WHAT YOU ARE ASKED TO DO
For this task, extract exactly the lines of the data below, from the line containing "Find the exposed" through the last one, with pictures left out.
---+---
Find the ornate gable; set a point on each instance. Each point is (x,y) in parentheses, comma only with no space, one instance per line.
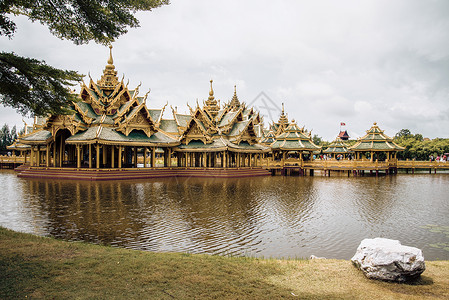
(248,134)
(138,119)
(58,122)
(195,131)
(238,117)
(202,116)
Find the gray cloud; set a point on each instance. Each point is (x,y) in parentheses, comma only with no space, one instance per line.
(356,62)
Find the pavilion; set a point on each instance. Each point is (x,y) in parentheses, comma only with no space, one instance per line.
(376,143)
(112,128)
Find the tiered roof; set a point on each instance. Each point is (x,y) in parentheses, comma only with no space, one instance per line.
(343,135)
(234,127)
(338,147)
(279,127)
(375,140)
(108,113)
(294,139)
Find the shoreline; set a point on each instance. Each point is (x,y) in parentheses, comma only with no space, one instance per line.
(42,267)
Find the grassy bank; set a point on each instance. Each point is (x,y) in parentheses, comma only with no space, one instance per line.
(37,267)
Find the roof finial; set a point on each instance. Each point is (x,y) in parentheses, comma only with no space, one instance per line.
(211,93)
(110,60)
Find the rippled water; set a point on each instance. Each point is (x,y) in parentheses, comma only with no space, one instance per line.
(271,216)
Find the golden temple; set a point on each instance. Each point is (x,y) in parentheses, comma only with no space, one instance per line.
(111,129)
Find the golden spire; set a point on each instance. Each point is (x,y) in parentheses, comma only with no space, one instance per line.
(211,93)
(211,103)
(109,78)
(235,103)
(283,120)
(110,60)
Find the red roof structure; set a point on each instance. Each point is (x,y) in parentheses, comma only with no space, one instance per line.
(343,135)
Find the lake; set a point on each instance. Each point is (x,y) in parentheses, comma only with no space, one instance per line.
(280,217)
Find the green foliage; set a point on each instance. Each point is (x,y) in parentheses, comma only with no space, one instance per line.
(7,137)
(317,140)
(33,87)
(419,149)
(76,20)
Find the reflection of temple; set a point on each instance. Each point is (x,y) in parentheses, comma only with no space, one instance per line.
(111,130)
(376,143)
(111,127)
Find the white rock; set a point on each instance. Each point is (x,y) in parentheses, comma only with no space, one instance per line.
(387,259)
(316,257)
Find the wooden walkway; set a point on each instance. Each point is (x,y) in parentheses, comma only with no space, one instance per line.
(137,173)
(354,167)
(11,162)
(290,167)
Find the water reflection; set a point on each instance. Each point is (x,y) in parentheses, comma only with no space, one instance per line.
(271,216)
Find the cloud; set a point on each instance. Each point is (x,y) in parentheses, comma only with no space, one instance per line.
(329,61)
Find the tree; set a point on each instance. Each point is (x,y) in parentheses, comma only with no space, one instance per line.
(403,133)
(33,87)
(317,140)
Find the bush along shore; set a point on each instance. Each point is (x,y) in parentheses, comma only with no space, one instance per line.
(38,267)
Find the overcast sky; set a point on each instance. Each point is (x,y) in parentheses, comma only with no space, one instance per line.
(356,62)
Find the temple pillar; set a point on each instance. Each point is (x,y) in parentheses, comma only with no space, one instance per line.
(105,155)
(78,156)
(90,156)
(32,156)
(153,157)
(47,156)
(97,165)
(169,157)
(119,158)
(55,153)
(61,152)
(38,158)
(112,156)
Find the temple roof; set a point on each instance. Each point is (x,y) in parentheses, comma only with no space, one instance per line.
(343,135)
(337,146)
(38,137)
(107,135)
(294,138)
(375,140)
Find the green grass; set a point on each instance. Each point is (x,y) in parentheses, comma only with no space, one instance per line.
(36,267)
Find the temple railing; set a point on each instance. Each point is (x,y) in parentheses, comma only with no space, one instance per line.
(355,164)
(11,159)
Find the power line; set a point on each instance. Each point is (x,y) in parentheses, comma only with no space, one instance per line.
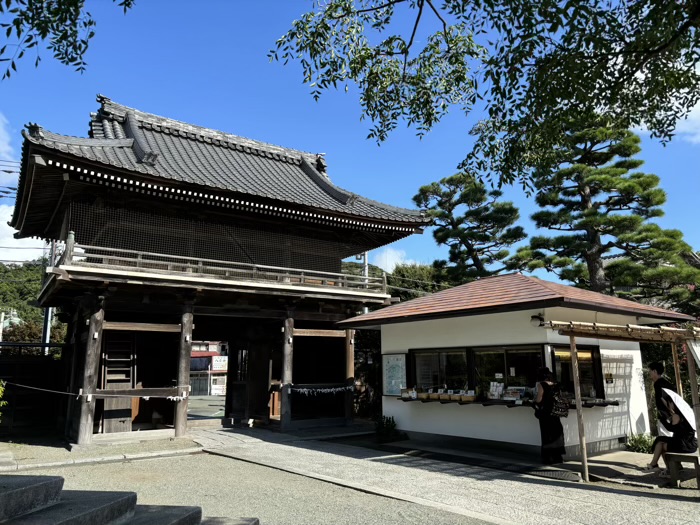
(23,248)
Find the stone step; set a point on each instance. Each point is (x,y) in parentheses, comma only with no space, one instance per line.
(165,515)
(230,521)
(22,494)
(83,507)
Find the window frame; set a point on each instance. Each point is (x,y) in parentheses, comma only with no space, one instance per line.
(598,376)
(413,352)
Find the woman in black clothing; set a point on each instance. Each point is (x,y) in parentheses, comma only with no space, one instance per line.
(551,430)
(682,441)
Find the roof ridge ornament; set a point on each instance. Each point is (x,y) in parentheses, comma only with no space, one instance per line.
(323,182)
(140,147)
(35,130)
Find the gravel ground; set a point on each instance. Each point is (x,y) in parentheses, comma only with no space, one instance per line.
(226,487)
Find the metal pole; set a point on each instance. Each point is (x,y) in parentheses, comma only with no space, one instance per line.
(579,409)
(693,383)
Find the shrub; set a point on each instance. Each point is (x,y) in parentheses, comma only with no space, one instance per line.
(640,443)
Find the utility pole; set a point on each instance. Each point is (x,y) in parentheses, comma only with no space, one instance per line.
(366,273)
(48,312)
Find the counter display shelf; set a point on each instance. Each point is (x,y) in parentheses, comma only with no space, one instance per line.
(586,403)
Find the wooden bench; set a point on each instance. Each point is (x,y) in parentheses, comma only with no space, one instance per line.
(674,461)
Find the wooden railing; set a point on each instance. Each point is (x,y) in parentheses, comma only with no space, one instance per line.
(136,261)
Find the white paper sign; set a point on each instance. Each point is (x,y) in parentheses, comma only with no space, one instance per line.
(219,362)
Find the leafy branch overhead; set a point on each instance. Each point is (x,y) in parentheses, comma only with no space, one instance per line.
(533,64)
(63,27)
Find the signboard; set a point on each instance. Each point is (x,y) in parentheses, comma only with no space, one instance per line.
(219,362)
(393,373)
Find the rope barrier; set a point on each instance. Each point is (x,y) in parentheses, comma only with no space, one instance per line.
(89,396)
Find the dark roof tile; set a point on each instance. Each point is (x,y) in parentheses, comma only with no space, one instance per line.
(182,152)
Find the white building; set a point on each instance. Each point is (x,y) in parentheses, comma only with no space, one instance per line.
(455,347)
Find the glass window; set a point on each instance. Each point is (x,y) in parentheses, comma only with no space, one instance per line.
(590,371)
(522,365)
(509,366)
(489,367)
(440,369)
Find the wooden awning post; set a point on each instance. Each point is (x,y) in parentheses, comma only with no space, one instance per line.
(288,354)
(93,347)
(349,373)
(693,385)
(677,369)
(579,408)
(183,371)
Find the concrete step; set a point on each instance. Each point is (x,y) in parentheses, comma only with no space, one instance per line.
(83,507)
(230,521)
(165,515)
(22,494)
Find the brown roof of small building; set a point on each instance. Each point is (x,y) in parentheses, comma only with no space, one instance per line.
(507,293)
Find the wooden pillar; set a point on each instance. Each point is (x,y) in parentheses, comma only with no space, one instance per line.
(349,374)
(286,395)
(677,369)
(579,408)
(183,371)
(70,246)
(93,347)
(692,376)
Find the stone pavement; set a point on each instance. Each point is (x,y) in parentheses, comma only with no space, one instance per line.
(494,495)
(38,453)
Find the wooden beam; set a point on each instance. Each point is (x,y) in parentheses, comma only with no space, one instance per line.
(183,371)
(138,392)
(93,347)
(349,373)
(305,332)
(579,408)
(641,338)
(677,369)
(288,355)
(142,327)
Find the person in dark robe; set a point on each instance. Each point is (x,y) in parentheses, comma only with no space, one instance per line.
(656,373)
(551,430)
(682,440)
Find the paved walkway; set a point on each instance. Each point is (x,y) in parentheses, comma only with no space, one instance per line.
(494,495)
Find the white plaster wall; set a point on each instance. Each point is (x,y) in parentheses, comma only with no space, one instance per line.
(518,425)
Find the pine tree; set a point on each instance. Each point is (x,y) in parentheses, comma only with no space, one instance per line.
(473,223)
(604,207)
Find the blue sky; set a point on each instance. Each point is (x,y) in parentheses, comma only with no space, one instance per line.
(206,63)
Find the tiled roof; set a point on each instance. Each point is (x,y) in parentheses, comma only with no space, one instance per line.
(503,292)
(125,138)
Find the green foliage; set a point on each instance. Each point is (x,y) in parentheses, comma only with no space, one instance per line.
(471,221)
(412,280)
(603,207)
(19,287)
(641,443)
(536,65)
(63,27)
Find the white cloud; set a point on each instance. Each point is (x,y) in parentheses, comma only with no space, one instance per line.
(689,128)
(6,153)
(387,258)
(12,249)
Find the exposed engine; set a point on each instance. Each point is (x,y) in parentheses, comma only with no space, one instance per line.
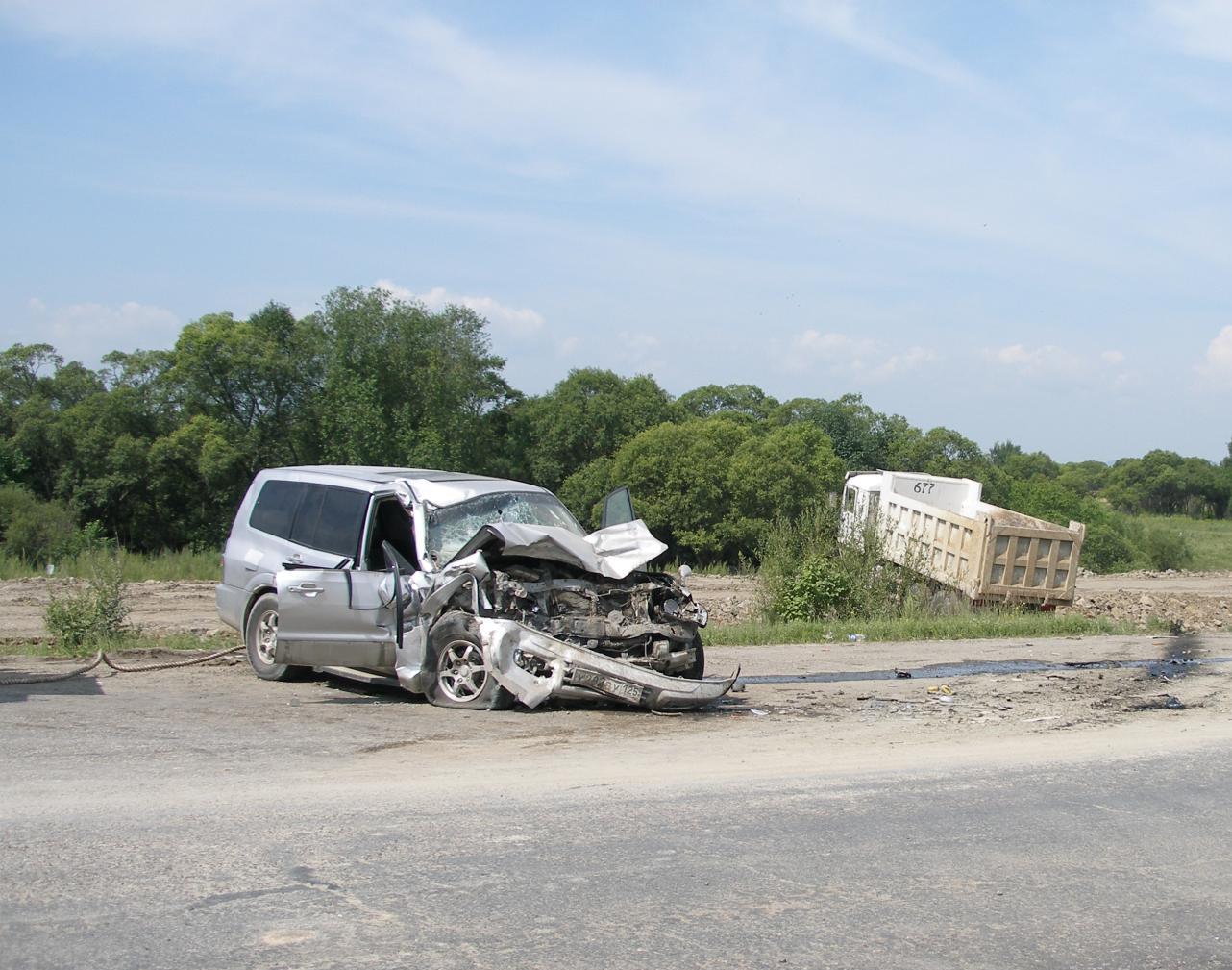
(647,619)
---+---
TASK RESPONSE
Find the exposed engine; set a point on each instance. Each point is (x,y) in parentheses, comma only with no space, one instance per line.
(647,619)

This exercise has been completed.